*** Opening Input data ***

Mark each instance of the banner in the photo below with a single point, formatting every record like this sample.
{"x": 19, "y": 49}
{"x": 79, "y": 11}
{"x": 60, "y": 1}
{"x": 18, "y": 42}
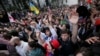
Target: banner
{"x": 11, "y": 19}
{"x": 72, "y": 2}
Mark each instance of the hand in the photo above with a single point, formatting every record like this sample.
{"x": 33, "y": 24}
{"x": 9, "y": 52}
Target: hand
{"x": 38, "y": 34}
{"x": 92, "y": 40}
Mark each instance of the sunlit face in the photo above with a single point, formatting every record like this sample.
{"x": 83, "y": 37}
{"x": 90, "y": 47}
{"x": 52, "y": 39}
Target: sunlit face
{"x": 64, "y": 36}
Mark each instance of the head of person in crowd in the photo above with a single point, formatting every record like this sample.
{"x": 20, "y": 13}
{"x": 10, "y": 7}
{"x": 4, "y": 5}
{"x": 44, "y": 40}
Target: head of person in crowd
{"x": 84, "y": 52}
{"x": 16, "y": 41}
{"x": 36, "y": 49}
{"x": 14, "y": 33}
{"x": 47, "y": 31}
{"x": 28, "y": 29}
{"x": 65, "y": 35}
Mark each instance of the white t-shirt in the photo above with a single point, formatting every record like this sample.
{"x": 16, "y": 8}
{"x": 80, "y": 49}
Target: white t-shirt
{"x": 22, "y": 49}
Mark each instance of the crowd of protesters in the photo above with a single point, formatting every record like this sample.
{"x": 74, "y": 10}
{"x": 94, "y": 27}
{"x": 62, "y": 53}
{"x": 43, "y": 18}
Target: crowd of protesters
{"x": 66, "y": 31}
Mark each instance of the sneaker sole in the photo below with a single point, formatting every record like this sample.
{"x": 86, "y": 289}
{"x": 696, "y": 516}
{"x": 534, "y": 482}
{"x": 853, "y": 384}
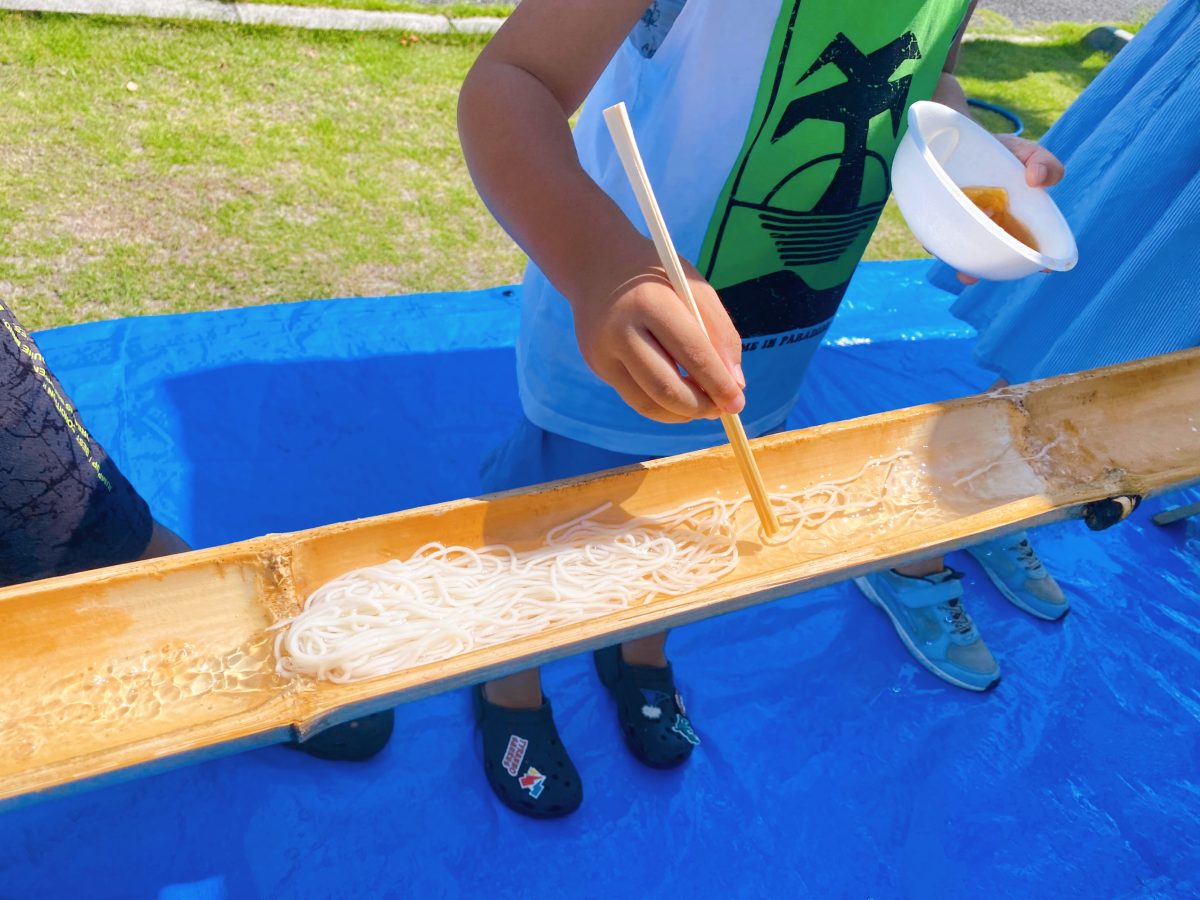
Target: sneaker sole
{"x": 870, "y": 593}
{"x": 1014, "y": 599}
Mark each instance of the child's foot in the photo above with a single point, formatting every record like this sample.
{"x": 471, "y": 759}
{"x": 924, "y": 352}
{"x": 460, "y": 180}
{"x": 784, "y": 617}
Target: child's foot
{"x": 1018, "y": 574}
{"x": 525, "y": 760}
{"x": 649, "y": 709}
{"x": 349, "y": 742}
{"x": 929, "y": 617}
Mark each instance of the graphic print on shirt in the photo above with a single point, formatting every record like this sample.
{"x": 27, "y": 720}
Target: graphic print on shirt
{"x": 815, "y": 172}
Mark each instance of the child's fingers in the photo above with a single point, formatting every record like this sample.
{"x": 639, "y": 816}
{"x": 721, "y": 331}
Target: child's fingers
{"x": 633, "y": 394}
{"x": 681, "y": 336}
{"x": 657, "y": 375}
{"x": 1042, "y": 168}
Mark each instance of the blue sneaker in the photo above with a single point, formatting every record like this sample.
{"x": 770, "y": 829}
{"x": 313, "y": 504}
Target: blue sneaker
{"x": 929, "y": 617}
{"x": 1018, "y": 574}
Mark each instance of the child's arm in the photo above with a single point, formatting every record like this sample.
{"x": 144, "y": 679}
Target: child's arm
{"x": 633, "y": 329}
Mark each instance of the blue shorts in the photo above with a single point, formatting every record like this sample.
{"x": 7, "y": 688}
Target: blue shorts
{"x": 64, "y": 504}
{"x": 532, "y": 455}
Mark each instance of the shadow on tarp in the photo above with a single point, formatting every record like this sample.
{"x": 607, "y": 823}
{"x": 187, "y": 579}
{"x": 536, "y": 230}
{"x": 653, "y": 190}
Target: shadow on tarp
{"x": 288, "y": 445}
{"x": 832, "y": 763}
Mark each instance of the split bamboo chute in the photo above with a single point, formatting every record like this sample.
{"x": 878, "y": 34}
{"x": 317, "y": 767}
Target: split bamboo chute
{"x": 145, "y": 665}
{"x": 622, "y": 131}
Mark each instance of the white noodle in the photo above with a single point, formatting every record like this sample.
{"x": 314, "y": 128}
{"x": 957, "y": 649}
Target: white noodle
{"x": 445, "y": 600}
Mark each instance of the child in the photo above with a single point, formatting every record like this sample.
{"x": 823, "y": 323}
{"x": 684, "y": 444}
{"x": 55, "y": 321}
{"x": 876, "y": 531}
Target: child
{"x": 66, "y": 508}
{"x": 1134, "y": 131}
{"x": 768, "y": 131}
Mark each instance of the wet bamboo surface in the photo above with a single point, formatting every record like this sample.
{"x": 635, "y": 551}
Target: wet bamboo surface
{"x": 120, "y": 671}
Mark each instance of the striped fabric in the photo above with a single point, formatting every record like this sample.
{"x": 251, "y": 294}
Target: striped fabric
{"x": 1132, "y": 195}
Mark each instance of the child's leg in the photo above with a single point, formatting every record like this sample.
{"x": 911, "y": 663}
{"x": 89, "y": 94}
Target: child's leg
{"x": 516, "y": 691}
{"x": 646, "y": 651}
{"x": 64, "y": 504}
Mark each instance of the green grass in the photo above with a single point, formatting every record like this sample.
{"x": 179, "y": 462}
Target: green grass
{"x": 257, "y": 165}
{"x": 250, "y": 166}
{"x": 1037, "y": 82}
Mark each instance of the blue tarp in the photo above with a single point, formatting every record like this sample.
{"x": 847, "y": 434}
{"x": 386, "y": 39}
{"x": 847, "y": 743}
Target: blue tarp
{"x": 832, "y": 765}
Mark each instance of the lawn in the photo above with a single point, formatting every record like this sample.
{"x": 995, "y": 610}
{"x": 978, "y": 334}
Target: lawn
{"x": 155, "y": 167}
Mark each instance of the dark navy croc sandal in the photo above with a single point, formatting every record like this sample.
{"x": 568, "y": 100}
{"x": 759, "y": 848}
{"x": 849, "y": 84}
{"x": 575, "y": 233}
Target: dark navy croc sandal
{"x": 525, "y": 760}
{"x": 649, "y": 708}
{"x": 351, "y": 742}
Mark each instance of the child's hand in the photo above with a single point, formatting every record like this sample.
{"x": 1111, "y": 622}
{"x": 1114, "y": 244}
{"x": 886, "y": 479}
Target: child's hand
{"x": 641, "y": 335}
{"x": 1042, "y": 169}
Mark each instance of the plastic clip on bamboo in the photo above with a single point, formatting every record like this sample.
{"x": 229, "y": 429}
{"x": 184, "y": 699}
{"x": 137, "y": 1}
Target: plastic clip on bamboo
{"x": 622, "y": 131}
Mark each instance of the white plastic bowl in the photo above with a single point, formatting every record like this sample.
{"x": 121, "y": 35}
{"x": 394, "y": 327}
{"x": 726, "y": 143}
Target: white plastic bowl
{"x": 945, "y": 150}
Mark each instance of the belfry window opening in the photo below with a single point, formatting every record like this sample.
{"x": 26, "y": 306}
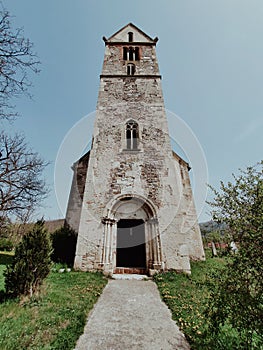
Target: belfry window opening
{"x": 131, "y": 54}
{"x": 132, "y": 134}
{"x": 130, "y": 37}
{"x": 130, "y": 69}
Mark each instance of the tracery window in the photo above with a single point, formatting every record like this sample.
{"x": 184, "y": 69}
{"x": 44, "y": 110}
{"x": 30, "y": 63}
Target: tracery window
{"x": 130, "y": 37}
{"x": 130, "y": 69}
{"x": 132, "y": 135}
{"x": 131, "y": 53}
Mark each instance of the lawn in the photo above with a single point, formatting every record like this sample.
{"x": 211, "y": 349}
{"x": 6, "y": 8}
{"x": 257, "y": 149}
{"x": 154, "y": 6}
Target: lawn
{"x": 188, "y": 299}
{"x": 54, "y": 320}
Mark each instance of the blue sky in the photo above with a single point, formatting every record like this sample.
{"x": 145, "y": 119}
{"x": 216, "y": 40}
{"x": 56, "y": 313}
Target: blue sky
{"x": 210, "y": 55}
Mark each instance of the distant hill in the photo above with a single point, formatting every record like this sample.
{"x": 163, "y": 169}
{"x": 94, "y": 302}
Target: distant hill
{"x": 53, "y": 225}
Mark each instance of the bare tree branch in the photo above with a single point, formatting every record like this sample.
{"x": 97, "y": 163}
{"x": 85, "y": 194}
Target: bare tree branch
{"x": 17, "y": 61}
{"x": 22, "y": 187}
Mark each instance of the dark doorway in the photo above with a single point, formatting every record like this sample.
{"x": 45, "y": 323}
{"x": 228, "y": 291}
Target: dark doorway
{"x": 131, "y": 243}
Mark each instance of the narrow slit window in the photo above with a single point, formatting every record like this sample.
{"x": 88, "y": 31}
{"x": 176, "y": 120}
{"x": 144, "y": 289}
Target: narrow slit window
{"x": 130, "y": 69}
{"x": 125, "y": 53}
{"x": 132, "y": 135}
{"x": 131, "y": 54}
{"x": 137, "y": 56}
{"x": 130, "y": 37}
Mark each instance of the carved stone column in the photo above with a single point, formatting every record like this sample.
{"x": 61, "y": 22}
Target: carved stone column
{"x": 156, "y": 244}
{"x": 109, "y": 241}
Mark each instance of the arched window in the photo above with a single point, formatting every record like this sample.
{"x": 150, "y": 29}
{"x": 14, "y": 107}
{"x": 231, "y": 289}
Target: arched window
{"x": 130, "y": 37}
{"x": 131, "y": 53}
{"x": 132, "y": 135}
{"x": 125, "y": 53}
{"x": 130, "y": 69}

*** Closing Input data ***

Through the line containing "Mark each instance of the graphic" and no further, restate the data above word for word from its first line, leaving out pictures.

Mark each instance of the banner in the photo below with a single point, formatting every record like this sample.
{"x": 19, "y": 49}
{"x": 79, "y": 11}
{"x": 60, "y": 1}
{"x": 18, "y": 42}
Target: banner
{"x": 11, "y": 19}
{"x": 72, "y": 2}
Mark each instance of the hand in the photo above with a single point, formatting every record like this sample.
{"x": 33, "y": 24}
{"x": 9, "y": 52}
Target: hand
{"x": 38, "y": 34}
{"x": 92, "y": 40}
Mark each instance of the sunlit face in the photo above with a single point, formatting every record like this sample.
{"x": 83, "y": 37}
{"x": 90, "y": 47}
{"x": 52, "y": 39}
Target: sunlit face
{"x": 64, "y": 36}
Mark each instance of the head of person in crowd in the photo above with a single point, formatting every record like this sample.
{"x": 20, "y": 13}
{"x": 10, "y": 7}
{"x": 4, "y": 5}
{"x": 44, "y": 40}
Target: head of person in crowd
{"x": 84, "y": 52}
{"x": 16, "y": 41}
{"x": 36, "y": 49}
{"x": 14, "y": 33}
{"x": 47, "y": 31}
{"x": 28, "y": 29}
{"x": 65, "y": 35}
Mark each instance of the white t-shirt in the photo above with a single point, formatting every record like this sample.
{"x": 16, "y": 8}
{"x": 80, "y": 49}
Target: white t-shirt
{"x": 22, "y": 49}
Mark each instance of the crowd of protesters in the photo above with a single point, formatting every record like this sample.
{"x": 74, "y": 10}
{"x": 94, "y": 27}
{"x": 62, "y": 53}
{"x": 43, "y": 18}
Target: crowd of protesters
{"x": 66, "y": 31}
Mark each instance of the sneaker sole in the photo below with a single point, formatting every record like this sample.
{"x": 86, "y": 289}
{"x": 696, "y": 516}
{"x": 534, "y": 482}
{"x": 853, "y": 384}
Target: sneaker sole
{"x": 870, "y": 593}
{"x": 1014, "y": 599}
Mark each instance of the child's foot in the photo above with a single point, formatting every record like this sample.
{"x": 471, "y": 759}
{"x": 924, "y": 352}
{"x": 460, "y": 180}
{"x": 784, "y": 617}
Target: child's foot
{"x": 1018, "y": 574}
{"x": 525, "y": 760}
{"x": 649, "y": 709}
{"x": 349, "y": 742}
{"x": 929, "y": 617}
Mark each instance of the graphic print on shirt in the photo above with a single point, formatting every record like this sample.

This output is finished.